Required task. Retype the listing that follows, word for word.
• • • •
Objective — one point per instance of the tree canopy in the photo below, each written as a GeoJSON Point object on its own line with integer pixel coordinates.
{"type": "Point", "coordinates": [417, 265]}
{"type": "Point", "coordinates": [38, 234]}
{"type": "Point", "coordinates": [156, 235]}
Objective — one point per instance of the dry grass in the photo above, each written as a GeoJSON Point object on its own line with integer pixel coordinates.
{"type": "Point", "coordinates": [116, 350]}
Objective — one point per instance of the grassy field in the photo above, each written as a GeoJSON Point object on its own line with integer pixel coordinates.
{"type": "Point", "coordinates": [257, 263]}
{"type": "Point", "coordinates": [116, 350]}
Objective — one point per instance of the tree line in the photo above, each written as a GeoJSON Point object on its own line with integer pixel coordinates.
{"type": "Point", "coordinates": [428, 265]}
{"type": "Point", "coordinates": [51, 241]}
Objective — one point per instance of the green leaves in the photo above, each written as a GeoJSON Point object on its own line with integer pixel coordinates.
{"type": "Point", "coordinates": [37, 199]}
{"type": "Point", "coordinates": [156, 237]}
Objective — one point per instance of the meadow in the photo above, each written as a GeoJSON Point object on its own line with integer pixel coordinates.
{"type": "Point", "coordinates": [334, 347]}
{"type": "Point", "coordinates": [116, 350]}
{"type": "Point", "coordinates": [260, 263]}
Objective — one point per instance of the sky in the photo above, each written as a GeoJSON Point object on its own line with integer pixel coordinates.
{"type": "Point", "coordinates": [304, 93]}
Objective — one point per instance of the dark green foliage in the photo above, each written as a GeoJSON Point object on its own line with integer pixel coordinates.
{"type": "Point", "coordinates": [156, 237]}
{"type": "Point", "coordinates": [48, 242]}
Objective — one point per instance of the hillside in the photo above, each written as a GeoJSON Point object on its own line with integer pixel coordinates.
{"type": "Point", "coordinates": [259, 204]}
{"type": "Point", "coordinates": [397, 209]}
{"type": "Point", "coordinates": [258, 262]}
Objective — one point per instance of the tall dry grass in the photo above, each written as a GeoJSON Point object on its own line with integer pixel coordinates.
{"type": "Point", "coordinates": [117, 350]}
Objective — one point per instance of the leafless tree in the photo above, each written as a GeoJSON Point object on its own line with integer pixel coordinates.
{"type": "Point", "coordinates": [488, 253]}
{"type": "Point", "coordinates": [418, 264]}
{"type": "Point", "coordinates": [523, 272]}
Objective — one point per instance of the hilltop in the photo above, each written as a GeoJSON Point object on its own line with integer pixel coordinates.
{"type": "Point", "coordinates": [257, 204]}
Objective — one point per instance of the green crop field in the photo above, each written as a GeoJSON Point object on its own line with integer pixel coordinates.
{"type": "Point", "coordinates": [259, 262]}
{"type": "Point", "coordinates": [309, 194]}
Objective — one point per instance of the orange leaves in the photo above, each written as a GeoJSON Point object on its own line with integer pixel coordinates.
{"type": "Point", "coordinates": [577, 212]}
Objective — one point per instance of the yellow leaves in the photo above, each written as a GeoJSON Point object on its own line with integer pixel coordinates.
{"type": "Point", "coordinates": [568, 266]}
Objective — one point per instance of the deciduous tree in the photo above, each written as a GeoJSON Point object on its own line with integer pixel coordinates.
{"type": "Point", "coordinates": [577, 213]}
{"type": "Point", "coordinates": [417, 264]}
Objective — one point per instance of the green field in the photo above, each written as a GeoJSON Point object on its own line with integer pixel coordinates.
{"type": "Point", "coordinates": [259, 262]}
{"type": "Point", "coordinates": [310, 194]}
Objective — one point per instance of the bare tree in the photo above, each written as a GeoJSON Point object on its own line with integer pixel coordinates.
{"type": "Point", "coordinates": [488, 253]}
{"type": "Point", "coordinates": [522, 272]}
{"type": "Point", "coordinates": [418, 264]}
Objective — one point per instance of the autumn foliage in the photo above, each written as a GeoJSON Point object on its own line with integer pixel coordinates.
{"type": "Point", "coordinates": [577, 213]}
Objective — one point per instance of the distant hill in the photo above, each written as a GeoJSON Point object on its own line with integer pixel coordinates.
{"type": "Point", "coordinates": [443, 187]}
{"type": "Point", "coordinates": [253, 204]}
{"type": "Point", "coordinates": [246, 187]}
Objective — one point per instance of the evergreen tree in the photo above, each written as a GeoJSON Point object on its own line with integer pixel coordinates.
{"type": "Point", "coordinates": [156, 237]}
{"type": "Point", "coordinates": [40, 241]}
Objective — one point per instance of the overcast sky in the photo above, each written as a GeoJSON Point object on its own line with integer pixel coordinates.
• • • •
Response to this task.
Objective — one point per instance of the tree canopy in the photo below, each written as a GeoJSON Point object on its own line with integer pixel coordinates.
{"type": "Point", "coordinates": [417, 265]}
{"type": "Point", "coordinates": [38, 234]}
{"type": "Point", "coordinates": [156, 235]}
Objective — one point per instance of the dry grass in the photo above, each written as a GeoJSON Point object on its own line with integer pixel coordinates.
{"type": "Point", "coordinates": [116, 350]}
Objective — one point per instance of the grassy field in the photo above, each written as a GeoJSON Point object on its own line with integer pixel coordinates.
{"type": "Point", "coordinates": [257, 263]}
{"type": "Point", "coordinates": [116, 350]}
Objective — one point per instance of the tree line in the photo above, each written as a GeoJSON Point object on its own line with integer pixel coordinates.
{"type": "Point", "coordinates": [428, 265]}
{"type": "Point", "coordinates": [51, 241]}
Objective — one point per instance of the green leaves in the photo above, each written as a GeoJSON Point object on its own line with integer pixel coordinates.
{"type": "Point", "coordinates": [37, 199]}
{"type": "Point", "coordinates": [156, 237]}
Objective — one point per instance of the meadow in the photo above, each written as a GeoJSON Point object on its own line with integer pixel coordinates.
{"type": "Point", "coordinates": [334, 347]}
{"type": "Point", "coordinates": [116, 350]}
{"type": "Point", "coordinates": [260, 263]}
Objective — one point per instance of the sky in the photo above, each written as a GeoJSON Point object on its own line with integer pixel coordinates.
{"type": "Point", "coordinates": [304, 93]}
Objective — one point per instance of the dark green foliage in the photo above, each written as a GeoJSON Point object on its own line with integer pixel coordinates.
{"type": "Point", "coordinates": [156, 237]}
{"type": "Point", "coordinates": [48, 242]}
Objective — one point per instance of the hillside in the photo above, each written as a GeoJSON Point object on its own line with integer pixel coordinates.
{"type": "Point", "coordinates": [259, 204]}
{"type": "Point", "coordinates": [397, 209]}
{"type": "Point", "coordinates": [258, 262]}
Objective — one point per instance of the tall dry grass in the photo above, each written as a GeoJSON Point object on its own line with integer pixel coordinates.
{"type": "Point", "coordinates": [117, 350]}
Objective — one point per instance of the leafless tree in the photo above, each written as a GeoJSON Point object on its own line with integer pixel coordinates.
{"type": "Point", "coordinates": [488, 253]}
{"type": "Point", "coordinates": [418, 264]}
{"type": "Point", "coordinates": [523, 272]}
Objective — one point per instance of the hilltop in the photo above, each written as a GeoJSON Point object on its own line with integer pixel coordinates.
{"type": "Point", "coordinates": [257, 204]}
Objective — one point per instance of the green crop field in the photo above, each written as a GeoJSON Point object on its own line with integer pixel coordinates.
{"type": "Point", "coordinates": [259, 262]}
{"type": "Point", "coordinates": [309, 194]}
Objective — one point per instance of the orange leaves in the photo above, each written as a GeoJSON Point object on its own line with integer pixel coordinates.
{"type": "Point", "coordinates": [577, 212]}
Objective — one point per instance of the yellow leaves in the photo above, each written as a GeoJSON Point object on its own line with integer pixel coordinates.
{"type": "Point", "coordinates": [568, 266]}
Objective — one point per instance of the deciduous tree in the photo above, each written as a GeoJSON Point object on its own line with integer pixel coordinates.
{"type": "Point", "coordinates": [577, 213]}
{"type": "Point", "coordinates": [417, 264]}
Objective — one point per instance of the green field in the photo above, each written as a GeoJSON Point object on its own line with integer pixel coordinates.
{"type": "Point", "coordinates": [259, 262]}
{"type": "Point", "coordinates": [310, 194]}
Objective — one point per instance of the bare tree in the photo above, each written as a GeoJSON Point object on its own line with integer pixel coordinates.
{"type": "Point", "coordinates": [488, 253]}
{"type": "Point", "coordinates": [522, 272]}
{"type": "Point", "coordinates": [418, 264]}
Objective — one point per instance of the autumn foliage in the photo above, each written as a GeoJSON Point object on its own line with integer pixel coordinates.
{"type": "Point", "coordinates": [577, 213]}
Objective — one point per instance of the distant hill in the photo above, each written as a GeoJSON Point object on its own line with integer pixel coordinates.
{"type": "Point", "coordinates": [443, 187]}
{"type": "Point", "coordinates": [253, 204]}
{"type": "Point", "coordinates": [246, 187]}
Objective — one point per instance of the evergreen tree in the photo above, each written as a GeoJSON Point object on its own line with integer pixel coordinates.
{"type": "Point", "coordinates": [156, 237]}
{"type": "Point", "coordinates": [40, 241]}
Objective — one point per instance of the overcast sky in the photo above, each written as a GeoJSON Point object on its own line with integer pixel coordinates.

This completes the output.